**Passage shown:**
The Complete Collection of Travel Literature
Page 73
A week of routine passed, during which we covered no more than a mile or two a day. It was an absurdly slow advance but, as I saw it, any advance was good going in such intolerable conditions.
We would begin at nine a.m., after a meal of fish stew and rice. The team would pull like mad for two hours, break for raisins, and pull again for three hours. By mid-afternoon they were too exhausted to continue. I would start scouting for a suitable place to camp. Fortunately the river was teeming with fish, which allowed us to conserve the precious supply of Pot Noodles.
Only one thing can maintain the stamina of hard-worked men: an unending supply of hot food. For this reason, I encouraged the porters to fish from the moment camp was struck until we sat for the evening meal. Others would go into the jungle and search for roots and for chonta palm, the heart of which is a rather bland delicacy. Sometimes Julio and his friend Alfonso would shoot a bird with their old shotgun. Whatever was caught was skinned and tossed into the pot.
After a handful of days in the fast current, we had all sustained terrible injuries to our feet. The sand in the river eroded the skin between the toes, and eventually stripped it away completely. Constant immersion prevented new skin becoming hard. The damage was severe, irrespective of the quality of one’s boots.
Each evening after the meal I would sit on a rock and tend my wounds. The only way of preventing our feet rotting was to lubricate them morning and night with petroleum jelly. Feet were not the only cause of discomfort. An expedition on the move sustains all manner of minor injuries. If not treated, they quickly escalate. While making the rafts, one man’s forearm was slashed with a machete and another lost a considerable amount of blood from a knife wound on his hand. Every inch of every man was pocked with insect bites and bee stings. We were all stung so frequently that no one bothered mentioning the pain. My own face was badly swollen — I was stung more than thirty times when I walked face first into a wasps’ nest. I thanked God that my eyes had been spared.
The stones became more slippery with each mile we covered, adding to my fear of snapped ankles.
None of us mentioned Richard, except to voice our delight at his departure. Héctor was the veteran’s loudest critic. “Él es un hombre sin alma, he is a man with no soul,” he barked one morning, “and a man with no soul is empty, like a corked bottle adrift on the ocean.” “But Vietnam damaged his mind.”
“Mi amigo,” he said solemnly, “no hay palabras suficientes para justificar tanta debilidad, my friend, no words are sufficient to excuse such weakness.”

**Records shown:**
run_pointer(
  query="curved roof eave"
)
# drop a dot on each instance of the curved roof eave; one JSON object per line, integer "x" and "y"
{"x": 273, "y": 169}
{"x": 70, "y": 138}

**Work required:** Reproduce the river expedition passage word for word, covering the stretch from "We would begin" through "of Pot Noodles.".

**Result of the task:**
We would begin at nine a.m., after a meal of fish stew and rice. The team would pull like mad for two hours, break for raisins, and pull again for three hours. By mid-afternoon they were too exhausted to continue. I would start scouting for a suitable place to camp. Fortunately the river was teeming with fish, which allowed us to conserve the precious supply of Pot Noodles.